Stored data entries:
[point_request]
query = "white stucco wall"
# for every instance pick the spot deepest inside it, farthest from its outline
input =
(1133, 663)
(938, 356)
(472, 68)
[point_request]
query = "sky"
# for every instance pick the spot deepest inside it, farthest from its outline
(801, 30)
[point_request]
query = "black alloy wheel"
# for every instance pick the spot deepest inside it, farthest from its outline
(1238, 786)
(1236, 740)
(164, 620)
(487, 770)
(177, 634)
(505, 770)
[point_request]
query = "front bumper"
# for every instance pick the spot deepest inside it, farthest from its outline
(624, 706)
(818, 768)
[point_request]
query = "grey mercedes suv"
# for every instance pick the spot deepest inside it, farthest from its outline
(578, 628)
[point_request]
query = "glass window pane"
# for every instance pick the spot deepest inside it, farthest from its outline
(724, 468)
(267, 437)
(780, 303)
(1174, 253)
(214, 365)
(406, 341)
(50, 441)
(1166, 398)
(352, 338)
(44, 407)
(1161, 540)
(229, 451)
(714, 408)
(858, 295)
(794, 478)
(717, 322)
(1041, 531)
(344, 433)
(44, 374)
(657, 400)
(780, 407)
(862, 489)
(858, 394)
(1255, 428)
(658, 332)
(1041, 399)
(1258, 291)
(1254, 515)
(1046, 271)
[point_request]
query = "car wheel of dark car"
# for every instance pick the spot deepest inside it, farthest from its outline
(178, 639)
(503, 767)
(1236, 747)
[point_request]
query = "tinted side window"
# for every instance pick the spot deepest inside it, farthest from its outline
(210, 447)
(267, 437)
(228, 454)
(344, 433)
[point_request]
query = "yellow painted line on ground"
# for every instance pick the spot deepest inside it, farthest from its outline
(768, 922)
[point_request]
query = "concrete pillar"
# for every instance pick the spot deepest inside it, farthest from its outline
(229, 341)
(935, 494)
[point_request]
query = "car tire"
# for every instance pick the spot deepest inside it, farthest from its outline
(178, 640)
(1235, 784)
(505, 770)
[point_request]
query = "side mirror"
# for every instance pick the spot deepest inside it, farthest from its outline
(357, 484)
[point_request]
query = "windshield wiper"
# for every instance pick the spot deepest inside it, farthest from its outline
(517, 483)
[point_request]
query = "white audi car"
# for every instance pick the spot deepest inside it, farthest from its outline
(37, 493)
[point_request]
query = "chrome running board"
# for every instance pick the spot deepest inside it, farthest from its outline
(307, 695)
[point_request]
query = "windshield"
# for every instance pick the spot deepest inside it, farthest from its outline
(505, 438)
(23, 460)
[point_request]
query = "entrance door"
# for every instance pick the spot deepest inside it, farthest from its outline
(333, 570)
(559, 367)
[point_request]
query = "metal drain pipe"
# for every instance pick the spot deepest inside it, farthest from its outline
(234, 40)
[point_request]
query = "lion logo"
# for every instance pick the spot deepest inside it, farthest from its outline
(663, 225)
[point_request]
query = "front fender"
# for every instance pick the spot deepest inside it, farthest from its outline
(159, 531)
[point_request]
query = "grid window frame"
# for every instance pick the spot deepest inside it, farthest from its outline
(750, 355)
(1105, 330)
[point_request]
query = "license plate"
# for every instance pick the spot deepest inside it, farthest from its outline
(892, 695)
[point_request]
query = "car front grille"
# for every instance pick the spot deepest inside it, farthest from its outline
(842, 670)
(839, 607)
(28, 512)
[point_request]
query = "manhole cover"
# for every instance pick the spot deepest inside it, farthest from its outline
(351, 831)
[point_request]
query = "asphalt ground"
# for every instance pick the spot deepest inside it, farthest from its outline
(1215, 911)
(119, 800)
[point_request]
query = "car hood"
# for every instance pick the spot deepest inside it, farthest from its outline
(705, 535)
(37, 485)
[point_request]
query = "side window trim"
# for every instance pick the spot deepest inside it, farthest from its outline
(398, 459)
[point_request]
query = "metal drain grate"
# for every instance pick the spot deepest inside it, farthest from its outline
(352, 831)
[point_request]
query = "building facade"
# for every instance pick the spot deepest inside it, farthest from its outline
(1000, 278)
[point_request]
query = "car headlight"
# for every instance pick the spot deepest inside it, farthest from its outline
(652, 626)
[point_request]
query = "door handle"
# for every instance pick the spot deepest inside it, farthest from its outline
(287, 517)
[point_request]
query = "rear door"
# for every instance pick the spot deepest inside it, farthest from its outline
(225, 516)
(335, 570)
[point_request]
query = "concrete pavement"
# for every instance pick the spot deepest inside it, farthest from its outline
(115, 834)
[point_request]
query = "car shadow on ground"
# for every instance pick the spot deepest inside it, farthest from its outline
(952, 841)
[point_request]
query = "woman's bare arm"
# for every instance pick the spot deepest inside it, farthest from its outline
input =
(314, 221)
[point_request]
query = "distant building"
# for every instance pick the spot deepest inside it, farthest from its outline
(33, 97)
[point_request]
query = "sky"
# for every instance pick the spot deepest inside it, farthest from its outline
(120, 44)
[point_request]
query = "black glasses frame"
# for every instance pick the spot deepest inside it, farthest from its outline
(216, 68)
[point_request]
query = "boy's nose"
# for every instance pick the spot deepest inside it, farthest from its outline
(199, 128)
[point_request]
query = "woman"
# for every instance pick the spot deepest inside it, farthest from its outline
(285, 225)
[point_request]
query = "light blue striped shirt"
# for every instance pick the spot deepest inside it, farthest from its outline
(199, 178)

Task requirements = Take each record above and return it verbatim.

Expected answer =
[point_request]
query = "white stucco wall"
# for every instance pick the spot deepest inside it, farthest from its outline
input =
(1133, 663)
(938, 356)
(472, 68)
[point_request]
query = "sky"
# for every instance pick the spot deepest inside it, farthest from its outline
(801, 30)
[point_request]
query = "black alloy wheel"
# for every instance pick the spot deepest inside it, farthest from its outline
(1238, 786)
(1236, 740)
(164, 620)
(487, 770)
(177, 634)
(505, 770)
[point_request]
query = "front bumper"
# for every instance pick the spot deepest inside it, farthest from its outline
(624, 706)
(818, 768)
[point_request]
query = "grey mercedes suv"
# for every instance pick the spot deepest inside it, farthest from its outline
(578, 628)
[point_request]
query = "glass window pane"
# for every instance pick the spot deepest inside it, farthest from its outline
(724, 468)
(267, 437)
(780, 303)
(1174, 253)
(214, 365)
(406, 341)
(50, 441)
(1166, 398)
(352, 338)
(44, 407)
(1161, 540)
(229, 451)
(714, 408)
(858, 295)
(794, 478)
(717, 322)
(1041, 531)
(344, 433)
(44, 374)
(657, 400)
(780, 407)
(862, 489)
(858, 394)
(1255, 428)
(658, 332)
(1041, 399)
(1258, 291)
(1254, 515)
(1046, 271)
[point_request]
query = "car wheel of dark car"
# for every instance pick the spot deepest inside it, farthest from its outline
(178, 639)
(503, 767)
(1236, 747)
[point_request]
query = "tinted side window"
# for every instance pick the spot deepest inside it, farthest from its outline
(210, 447)
(267, 437)
(228, 454)
(344, 433)
[point_request]
query = "yellow painted line on ground"
# for every instance pick the spot deepest inside it, farthest from its outline
(768, 922)
[point_request]
query = "concrete pillar"
# for every instance pick the spot deepest inside it, farthest from its outline
(229, 341)
(935, 494)
[point_request]
query = "car tire"
# for every instance pick the spot deepest inside it, farthest from its outline
(178, 640)
(1235, 784)
(505, 770)
[point_request]
query = "side mirror"
# for every instance pick the spot deepest inside it, farthest from its outline
(357, 484)
[point_request]
query = "windshield wiper"
# for every instance pick the spot deepest inside it, farthest from its outline
(517, 483)
[point_request]
query = "white audi car"
# for every instance pick the spot deepest inside it, farthest from its outline
(37, 493)
[point_request]
query = "chrome running board"
# for every instance pick the spot deepest inside it, farthest from its outline
(307, 695)
[point_request]
query = "windshield"
# for every instance pick the spot deepest inside it, farthest from its outline
(505, 438)
(23, 460)
[point_request]
query = "entrance door"
# for every instance pick the spot deepest inside it, farthest from its outline
(333, 570)
(559, 367)
[point_request]
query = "metal drain pipe"
# for every instance pick the spot deepest inside it, farthest from its outline
(234, 40)
[point_request]
query = "lion logo"
# for every instance pick the spot deepest inside it, farthest from its outline
(663, 225)
[point_request]
query = "front fender"
# for every instance pick the spot deepest inside it, farthest from its outline
(159, 531)
[point_request]
query = "grid window frame"
# for every instance pick the spot deepest inside it, farthest from its outline
(750, 355)
(1105, 330)
[point_request]
query = "license plate"
# for every instance pick the spot deepest inside it, farthest from its outline
(892, 695)
[point_request]
query = "car front grille"
# for every instance pick the spot deepest inside it, farthest from its outline
(842, 670)
(839, 607)
(28, 512)
[point_request]
query = "manhole cover"
# for every instance pick the spot deepest inside it, farthest from its outline
(351, 831)
[point_request]
query = "asphalt ground"
# for every instance pick the spot deepest inside it, farthest from its outline
(1215, 911)
(119, 800)
[point_request]
query = "car hood"
# for every instance pick the spot deepest inside it, farthest from its outline
(705, 535)
(37, 485)
[point_request]
query = "side window trim"
# for every instance pick the spot deepest inside it, farthest from its outline
(398, 459)
[point_request]
query = "metal drain grate"
# for every instance pick the spot deepest inside it, farthest from its outline
(352, 831)
[point_request]
query = "building facade"
# for every instance pick the spot deepest inside it, farthest from its outline
(1000, 278)
[point_request]
query = "car headlight"
# for every instance pick the spot deepest inside it, farthest from its outline
(652, 626)
[point_request]
query = "door handle"
# for every instance pick the spot deepest inside it, farthest from its outline
(287, 517)
[point_request]
query = "rear door"
# for every instance pick the spot deepest inside it, farthest from its outline
(225, 516)
(335, 570)
[point_request]
query = "concrete pavement"
# for every instance pick the spot deepest inside it, farthest from its outline
(115, 834)
[point_request]
query = "car shadow on ground"
# for every instance pick the spot deepest inside it, farthest from its outline
(952, 841)
[point_request]
query = "woman's bare arm"
# for every instance pick the spot deepest inside it, farthest from its outline
input =
(314, 221)
[point_request]
query = "distant building"
# for every instance pick the spot deepest inside it, farthest from its outline
(33, 97)
[point_request]
query = "sky"
# for every instance pick the spot deepest inside it, farthest from its outline
(120, 44)
[point_request]
query = "black glasses frame"
# for every instance pick the spot deepest inside it, farthest from its outline
(216, 68)
[point_request]
query = "boy's nose"
# for every instance pick the spot deepest inside it, farthest from its outline
(199, 128)
[point_request]
query = "woman"
# for every instance pick the spot deepest inside it, farthest from its outline
(285, 225)
[point_request]
query = "light blue striped shirt"
# for every instance pick the spot deepest inside it, farthest from its outline
(199, 178)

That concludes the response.